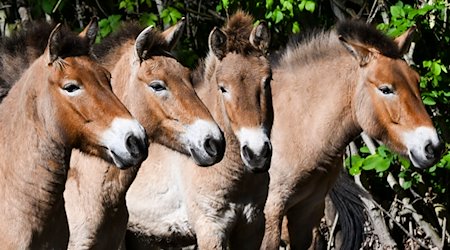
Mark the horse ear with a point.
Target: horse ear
(218, 43)
(360, 52)
(53, 45)
(90, 31)
(144, 43)
(404, 40)
(260, 36)
(173, 34)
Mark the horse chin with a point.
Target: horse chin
(122, 162)
(421, 162)
(202, 159)
(258, 168)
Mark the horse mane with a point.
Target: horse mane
(18, 51)
(23, 47)
(129, 31)
(368, 35)
(320, 44)
(238, 30)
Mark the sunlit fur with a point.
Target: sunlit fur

──────────

WORK TO DO. Copy every item above word for word, leaving out the pictures.

RESULT FOR THIS EXERCISE.
Mark the horse ear with a point.
Target: horse ear
(218, 43)
(360, 52)
(53, 45)
(90, 31)
(144, 43)
(404, 40)
(260, 36)
(173, 34)
Mark the horse chin with a point.
Target: horse chin
(122, 162)
(421, 162)
(202, 159)
(258, 168)
Mark the horse mane with a point.
Target: horse mane
(18, 51)
(23, 47)
(129, 31)
(368, 35)
(320, 44)
(238, 30)
Mark the sunlit fur with a point.
Target: sunlit fur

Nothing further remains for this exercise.